Tarefas pedidas:
• A. Responda com base no trecho da página, uma resposta por linha, marcada como a pergunta:
(i) A que personagem, e de qual obra, quem escreve se compara ao falar da escrita?
(ii) De quem seria emprestada a metáfora de que futebol é como a vida?
(iii) Para quem, segundo a iluminação motivacional citada, "vamos ganhar essa Copa"?
• B. Liste tudo o que, segundo o trecho da página, quem escreve tentava cavar em si enquanto estava jogada no sofá.

Trecho da página:
E aí que, jogada meio sem reação no sofá, sorumbática, eu tentava cavar em mim aquelas figuras de linguagem, as citações, minhas metáforas exageradas ou uma música qualquer que me permitisse transformar esse abalo, se não em graça, ao menos em alguma coisa mais substancial que essa chateação que me corrói por dentro. Assim como a Briony, de Reparação, eu sempre vi na escrita um jeito de ordenar um mundo caótico do qual eu pouco entendo, como se eu pudesse sair de mim e observar as coisas de fora de modo a torná-las menos assustadoras e mais coerentes. 

Mas hoje eu não consegui fazer isso, e nem sei se quero, não sei se devo. Alguma coisa se quebrou dentro de mim com esse desfecho inesperado de hoje, e acho muito louco que o sentimento seja tão forte em se tratando de algo aparentemente distante de mim. Não foi comigo ou com uma pessoa que eu goste, e vai ficar tudo bem. Tem gente morrendo por muito menos, de jeitos bem piores, infinitamente mais cruéis. Eu conheço a cartilha, me deixem. Hoje eu não quero colocar isso em perspectiva, ou transformar tudo numa metáfora emprestada do Hornby de que futebol é como a vida, não dá pra ganhar sempre e às vezes dá merda, fazer o quê?. Não tem piada ou trocadilho, e nem uma iluminação motivacional de que esse contorno dramático das coisas só vai dar mais garra aos meninos, de que agora vamos ganhar essa Copa pro Neymar. Espero que dê, mas não estou preocupada com isso agora.

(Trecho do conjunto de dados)
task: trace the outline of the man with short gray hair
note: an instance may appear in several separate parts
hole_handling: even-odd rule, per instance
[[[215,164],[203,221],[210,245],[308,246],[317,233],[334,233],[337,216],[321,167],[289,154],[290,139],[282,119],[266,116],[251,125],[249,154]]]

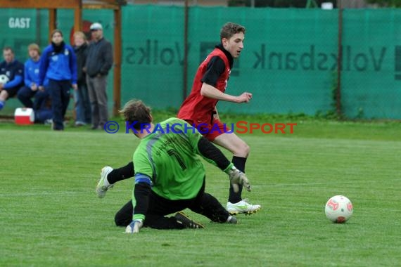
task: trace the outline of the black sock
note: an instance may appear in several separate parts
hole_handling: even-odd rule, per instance
[[[236,169],[245,174],[245,164],[246,162],[246,157],[233,156],[231,162],[234,164]],[[229,202],[231,203],[237,203],[242,200],[242,185],[239,185],[238,188],[239,190],[238,193],[235,193],[234,191],[232,185],[230,183]]]
[[[134,162],[131,162],[123,167],[115,169],[107,176],[107,181],[113,184],[119,181],[134,177]]]

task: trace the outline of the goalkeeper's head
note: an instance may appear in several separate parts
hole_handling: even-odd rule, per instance
[[[151,108],[141,100],[135,99],[128,101],[120,110],[120,114],[136,130],[140,130],[144,125],[150,124],[153,120]]]

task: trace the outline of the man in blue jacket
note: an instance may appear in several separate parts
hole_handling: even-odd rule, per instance
[[[53,129],[63,131],[64,116],[70,103],[70,89],[77,89],[77,58],[74,49],[64,43],[60,30],[51,33],[51,44],[43,51],[39,72],[39,90],[44,89],[45,77],[49,79]]]
[[[103,129],[108,120],[107,108],[107,74],[113,66],[111,44],[103,35],[103,27],[91,25],[92,41],[88,48],[85,64],[87,84],[92,110],[92,129]]]
[[[40,48],[37,44],[28,46],[30,58],[25,63],[24,83],[17,96],[25,108],[33,108],[36,112],[40,108],[44,101],[49,98],[48,90],[39,90],[39,68],[40,65]],[[49,80],[45,79],[44,86],[47,86]],[[34,96],[34,102],[31,98]]]
[[[4,47],[3,57],[4,61],[0,63],[0,110],[8,98],[15,96],[24,82],[24,65],[14,58],[13,48]]]

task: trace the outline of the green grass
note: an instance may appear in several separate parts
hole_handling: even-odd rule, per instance
[[[130,160],[133,135],[1,123],[0,266],[400,266],[400,124],[255,119],[298,123],[293,134],[241,135],[251,148],[253,192],[243,197],[262,205],[259,213],[220,225],[186,211],[206,228],[143,228],[136,235],[113,223],[132,181],[104,199],[94,192],[103,166]],[[226,175],[209,164],[207,174],[207,191],[225,204]],[[338,194],[355,208],[343,225],[324,211]]]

Respostas dadas:
• A.
(i) Briony, de Reparação.
(ii) Do Hornby.
(iii) Pro Neymar.

• B.
- figuras de linguagem
- as citações
- metáforas exageradas
- uma música qualquer